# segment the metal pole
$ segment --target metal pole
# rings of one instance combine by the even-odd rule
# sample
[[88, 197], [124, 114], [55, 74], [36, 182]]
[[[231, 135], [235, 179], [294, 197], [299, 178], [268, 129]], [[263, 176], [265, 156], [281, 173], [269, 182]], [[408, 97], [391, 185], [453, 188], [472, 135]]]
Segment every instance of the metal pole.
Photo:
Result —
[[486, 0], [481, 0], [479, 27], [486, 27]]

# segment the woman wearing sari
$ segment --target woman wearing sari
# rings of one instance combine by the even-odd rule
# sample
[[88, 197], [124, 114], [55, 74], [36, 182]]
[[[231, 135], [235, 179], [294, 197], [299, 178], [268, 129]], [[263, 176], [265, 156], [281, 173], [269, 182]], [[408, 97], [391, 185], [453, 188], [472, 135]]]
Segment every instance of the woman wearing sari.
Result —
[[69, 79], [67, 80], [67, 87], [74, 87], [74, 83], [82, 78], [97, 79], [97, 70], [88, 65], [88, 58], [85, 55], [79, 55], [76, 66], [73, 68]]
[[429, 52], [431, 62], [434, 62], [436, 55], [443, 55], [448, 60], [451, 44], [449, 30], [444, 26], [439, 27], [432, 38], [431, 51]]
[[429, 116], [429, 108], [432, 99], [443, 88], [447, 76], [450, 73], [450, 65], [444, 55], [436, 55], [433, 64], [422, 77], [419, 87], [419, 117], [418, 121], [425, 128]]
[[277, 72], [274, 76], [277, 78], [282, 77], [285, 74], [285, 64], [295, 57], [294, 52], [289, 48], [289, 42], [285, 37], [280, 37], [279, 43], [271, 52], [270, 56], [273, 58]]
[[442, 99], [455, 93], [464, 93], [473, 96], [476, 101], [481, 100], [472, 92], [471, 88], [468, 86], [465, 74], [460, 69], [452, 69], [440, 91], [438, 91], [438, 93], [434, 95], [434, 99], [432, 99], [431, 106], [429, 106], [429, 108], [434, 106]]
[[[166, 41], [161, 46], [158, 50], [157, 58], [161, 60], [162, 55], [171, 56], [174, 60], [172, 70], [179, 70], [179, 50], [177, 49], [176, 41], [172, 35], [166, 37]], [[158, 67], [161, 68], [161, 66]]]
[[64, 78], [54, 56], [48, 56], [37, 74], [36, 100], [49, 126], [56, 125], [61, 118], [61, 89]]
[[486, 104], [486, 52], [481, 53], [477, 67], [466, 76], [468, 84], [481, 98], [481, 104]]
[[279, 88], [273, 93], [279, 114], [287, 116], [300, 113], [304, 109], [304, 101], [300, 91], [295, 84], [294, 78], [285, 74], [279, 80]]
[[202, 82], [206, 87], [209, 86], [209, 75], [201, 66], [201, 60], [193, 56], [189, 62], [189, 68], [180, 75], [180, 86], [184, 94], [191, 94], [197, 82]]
* * * * * * * * *
Give the lines of the listing above, from its first line through the line containing "[[486, 0], [481, 0], [479, 27], [486, 27]]", inclusive, as a Markdown table with the columns "No." and "Text", numbering each row and omitting blank lines.

FINAL ANSWER:
| No. | Text |
|---|---|
| 1 | # segment the metal pole |
| 2 | $ segment --target metal pole |
| 3 | # rings of one instance combine by the even-odd rule |
| 4 | # sample |
| 5 | [[88, 197], [124, 114], [55, 74], [36, 182]] |
| 6 | [[[231, 135], [235, 179], [294, 197], [299, 178], [268, 129]], [[263, 176], [265, 156], [281, 173], [269, 182]], [[408, 97], [391, 185], [453, 188], [472, 135]]] |
| 7 | Segment every instance of the metal pole. |
| 8 | Photo: |
| 9 | Result — |
| 10 | [[486, 0], [481, 0], [479, 27], [486, 27]] |